*Written exercise*:
According to the newsgroup post below, what problems does Scott say Linda has for large-scale parallel programming?

[comp.parallel] Scott response; Linda group bowing out

carriero@YALE.EDU (Nicholas Carriero) (05/12/89)

To those who have commented on our CACM article, thanks; we've found
parts of this discussion (particularly the objections of Shapiro, Kahn
and Miller) interesting and illuminating.  But we don't have time to
respond to everything, and so at this point we're calling it quits.
Please don't interpret non-comment from us as either acceptance or
rejection of a posting.

We'll conclude by responding to a posting that (unfortunately) is
merely ludicrous.  This is exactly the sort of thing we don't have
either time or inclination to rebut.  But let's get it over with this
one time.  Michael Scott of Rochester writes

  I've been trying to sit this discussion out, but I can't contain myself
  any longer.  "Speculative arguments about Linda's efficiency" ARE
  relevant precisely because Linda proponents have had eight years to
  make the case and they haven't succeeded.

Kale was attempting to make a point by arguing from the potential for
inefficiency.  Such arguments in the past have been proved wrong.
Scott goes on to contradict himself, and illustrate this point. He
says:

  Linda is a simple, elegant, and appealing approach to writing parallel
  programs.  For small-scale parallelism with medium to coarse-grain
  process interactions it is clearly very nice.

Eight years ago it was argued that Linda would fail in these domains.
Apparently Scott is conceding that those eight years weren't wasted
after all.  In large part, those arguments were similar to Kale's, "it
looks like it has got to be inefficient, so forget it", or in your
phrasing:

  For large-scale parallel
  programming, however, Linda has problems with efficiency, modularity,
  and scalability that have not been resolved and that I do not believe
  can be resolved.

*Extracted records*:
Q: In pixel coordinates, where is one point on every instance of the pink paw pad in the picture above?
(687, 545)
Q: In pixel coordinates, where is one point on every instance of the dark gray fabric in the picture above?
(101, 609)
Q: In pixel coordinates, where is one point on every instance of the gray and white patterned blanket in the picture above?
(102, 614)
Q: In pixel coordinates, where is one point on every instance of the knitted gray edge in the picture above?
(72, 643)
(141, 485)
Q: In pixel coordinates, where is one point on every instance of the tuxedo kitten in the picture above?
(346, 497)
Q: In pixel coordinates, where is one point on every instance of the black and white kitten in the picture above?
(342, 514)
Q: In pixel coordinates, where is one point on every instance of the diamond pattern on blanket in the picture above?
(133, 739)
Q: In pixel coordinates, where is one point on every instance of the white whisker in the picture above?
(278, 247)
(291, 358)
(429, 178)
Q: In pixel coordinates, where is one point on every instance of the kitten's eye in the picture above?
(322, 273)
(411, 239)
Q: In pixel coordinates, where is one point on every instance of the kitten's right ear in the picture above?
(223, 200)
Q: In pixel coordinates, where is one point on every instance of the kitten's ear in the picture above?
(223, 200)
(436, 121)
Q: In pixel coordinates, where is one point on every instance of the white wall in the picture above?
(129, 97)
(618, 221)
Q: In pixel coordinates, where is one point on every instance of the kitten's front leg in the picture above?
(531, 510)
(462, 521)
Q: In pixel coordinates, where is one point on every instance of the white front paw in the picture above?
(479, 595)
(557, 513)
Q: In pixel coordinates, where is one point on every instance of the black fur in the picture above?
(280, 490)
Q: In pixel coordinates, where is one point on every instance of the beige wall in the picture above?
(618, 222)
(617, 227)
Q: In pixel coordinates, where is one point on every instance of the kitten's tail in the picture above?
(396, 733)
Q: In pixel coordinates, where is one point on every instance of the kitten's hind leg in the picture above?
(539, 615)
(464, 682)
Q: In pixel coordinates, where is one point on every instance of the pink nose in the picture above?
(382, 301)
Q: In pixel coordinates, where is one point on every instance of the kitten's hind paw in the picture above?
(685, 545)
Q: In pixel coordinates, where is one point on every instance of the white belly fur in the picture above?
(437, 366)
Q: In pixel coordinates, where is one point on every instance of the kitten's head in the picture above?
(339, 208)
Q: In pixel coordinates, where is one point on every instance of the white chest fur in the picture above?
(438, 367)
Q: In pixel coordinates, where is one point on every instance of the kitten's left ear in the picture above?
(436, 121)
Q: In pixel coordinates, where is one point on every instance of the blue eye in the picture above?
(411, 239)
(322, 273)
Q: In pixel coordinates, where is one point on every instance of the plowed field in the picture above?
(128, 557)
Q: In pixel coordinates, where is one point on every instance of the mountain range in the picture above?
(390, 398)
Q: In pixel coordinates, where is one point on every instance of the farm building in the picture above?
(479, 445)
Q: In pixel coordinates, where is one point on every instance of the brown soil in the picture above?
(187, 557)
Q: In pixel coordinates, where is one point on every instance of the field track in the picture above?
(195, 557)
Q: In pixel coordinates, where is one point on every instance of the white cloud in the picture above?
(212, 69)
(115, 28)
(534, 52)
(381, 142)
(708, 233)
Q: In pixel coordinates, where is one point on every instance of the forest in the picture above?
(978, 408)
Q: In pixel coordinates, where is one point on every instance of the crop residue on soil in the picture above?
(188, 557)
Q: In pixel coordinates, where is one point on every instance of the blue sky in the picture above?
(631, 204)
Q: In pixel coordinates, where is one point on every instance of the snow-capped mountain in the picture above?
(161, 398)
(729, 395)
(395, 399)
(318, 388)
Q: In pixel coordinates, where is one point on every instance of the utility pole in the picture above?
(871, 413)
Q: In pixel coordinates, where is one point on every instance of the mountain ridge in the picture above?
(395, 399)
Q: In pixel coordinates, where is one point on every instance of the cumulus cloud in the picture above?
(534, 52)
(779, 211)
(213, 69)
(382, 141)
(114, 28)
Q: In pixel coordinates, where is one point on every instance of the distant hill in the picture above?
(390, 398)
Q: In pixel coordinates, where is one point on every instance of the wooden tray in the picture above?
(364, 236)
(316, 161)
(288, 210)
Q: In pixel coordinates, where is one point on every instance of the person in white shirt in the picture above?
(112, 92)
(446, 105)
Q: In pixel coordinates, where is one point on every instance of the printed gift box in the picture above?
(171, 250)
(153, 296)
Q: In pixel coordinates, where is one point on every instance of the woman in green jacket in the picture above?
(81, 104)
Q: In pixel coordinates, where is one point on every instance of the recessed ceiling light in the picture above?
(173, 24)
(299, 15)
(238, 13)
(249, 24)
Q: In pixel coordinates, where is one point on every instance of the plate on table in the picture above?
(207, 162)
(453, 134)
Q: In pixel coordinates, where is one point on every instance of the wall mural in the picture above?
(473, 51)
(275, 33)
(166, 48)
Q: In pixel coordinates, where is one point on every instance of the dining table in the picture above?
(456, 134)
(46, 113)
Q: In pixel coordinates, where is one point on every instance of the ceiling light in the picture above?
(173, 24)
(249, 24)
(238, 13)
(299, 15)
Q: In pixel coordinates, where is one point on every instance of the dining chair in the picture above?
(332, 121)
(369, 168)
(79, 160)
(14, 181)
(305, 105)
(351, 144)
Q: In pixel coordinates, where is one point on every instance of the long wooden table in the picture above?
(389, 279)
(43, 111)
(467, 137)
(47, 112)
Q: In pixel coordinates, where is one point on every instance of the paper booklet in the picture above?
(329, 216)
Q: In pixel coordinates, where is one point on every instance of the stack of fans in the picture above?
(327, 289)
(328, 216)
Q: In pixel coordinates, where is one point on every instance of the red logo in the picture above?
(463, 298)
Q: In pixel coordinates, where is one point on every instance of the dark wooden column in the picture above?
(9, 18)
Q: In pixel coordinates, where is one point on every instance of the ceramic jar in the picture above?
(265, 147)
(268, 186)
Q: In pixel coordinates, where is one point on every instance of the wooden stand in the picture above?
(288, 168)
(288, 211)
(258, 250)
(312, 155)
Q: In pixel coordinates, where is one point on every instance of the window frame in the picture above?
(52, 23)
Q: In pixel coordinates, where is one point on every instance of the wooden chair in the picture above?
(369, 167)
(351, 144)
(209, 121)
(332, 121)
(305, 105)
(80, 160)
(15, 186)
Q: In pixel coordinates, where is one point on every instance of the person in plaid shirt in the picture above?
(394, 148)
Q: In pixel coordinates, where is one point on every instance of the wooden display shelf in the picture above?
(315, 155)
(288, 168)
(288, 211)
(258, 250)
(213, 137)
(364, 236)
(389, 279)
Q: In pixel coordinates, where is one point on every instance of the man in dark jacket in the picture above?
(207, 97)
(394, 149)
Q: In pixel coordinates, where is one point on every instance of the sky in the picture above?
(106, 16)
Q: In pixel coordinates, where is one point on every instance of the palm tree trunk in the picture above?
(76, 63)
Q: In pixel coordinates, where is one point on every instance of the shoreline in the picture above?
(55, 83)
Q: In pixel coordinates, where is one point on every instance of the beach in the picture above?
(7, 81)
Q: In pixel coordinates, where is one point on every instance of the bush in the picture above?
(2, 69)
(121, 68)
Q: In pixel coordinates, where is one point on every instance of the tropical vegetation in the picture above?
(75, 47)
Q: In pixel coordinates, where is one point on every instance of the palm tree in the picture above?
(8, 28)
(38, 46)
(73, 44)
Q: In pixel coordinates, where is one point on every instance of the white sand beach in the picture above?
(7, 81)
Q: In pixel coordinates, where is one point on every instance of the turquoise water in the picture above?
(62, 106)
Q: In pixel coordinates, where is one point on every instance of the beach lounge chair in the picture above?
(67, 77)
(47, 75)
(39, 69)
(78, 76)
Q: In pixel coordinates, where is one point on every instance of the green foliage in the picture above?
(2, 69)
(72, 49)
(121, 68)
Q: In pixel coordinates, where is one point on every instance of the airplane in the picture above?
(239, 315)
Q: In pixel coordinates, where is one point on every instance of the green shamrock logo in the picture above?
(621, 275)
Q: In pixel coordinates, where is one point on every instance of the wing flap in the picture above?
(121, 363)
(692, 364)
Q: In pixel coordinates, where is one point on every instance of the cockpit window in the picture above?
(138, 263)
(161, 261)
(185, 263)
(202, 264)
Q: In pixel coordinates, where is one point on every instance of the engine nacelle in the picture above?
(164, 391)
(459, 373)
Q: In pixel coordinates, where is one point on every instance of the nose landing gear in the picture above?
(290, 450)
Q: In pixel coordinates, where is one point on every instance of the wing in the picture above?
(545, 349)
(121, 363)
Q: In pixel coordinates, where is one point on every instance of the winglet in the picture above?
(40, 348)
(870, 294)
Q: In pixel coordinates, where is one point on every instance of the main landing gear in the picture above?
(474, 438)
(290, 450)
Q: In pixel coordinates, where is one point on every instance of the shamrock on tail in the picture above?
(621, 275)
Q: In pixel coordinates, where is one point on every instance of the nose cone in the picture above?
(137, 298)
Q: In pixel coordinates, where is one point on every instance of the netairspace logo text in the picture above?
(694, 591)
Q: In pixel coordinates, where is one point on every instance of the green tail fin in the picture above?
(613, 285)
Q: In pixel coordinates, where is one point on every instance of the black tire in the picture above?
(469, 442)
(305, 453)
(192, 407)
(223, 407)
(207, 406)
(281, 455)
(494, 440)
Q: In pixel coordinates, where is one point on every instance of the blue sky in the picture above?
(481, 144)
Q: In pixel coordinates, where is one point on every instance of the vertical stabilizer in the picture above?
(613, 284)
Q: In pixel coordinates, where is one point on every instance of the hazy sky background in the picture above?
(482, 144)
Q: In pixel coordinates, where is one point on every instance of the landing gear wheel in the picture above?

*Written solution*:
Efficiency, modularity, and scalability.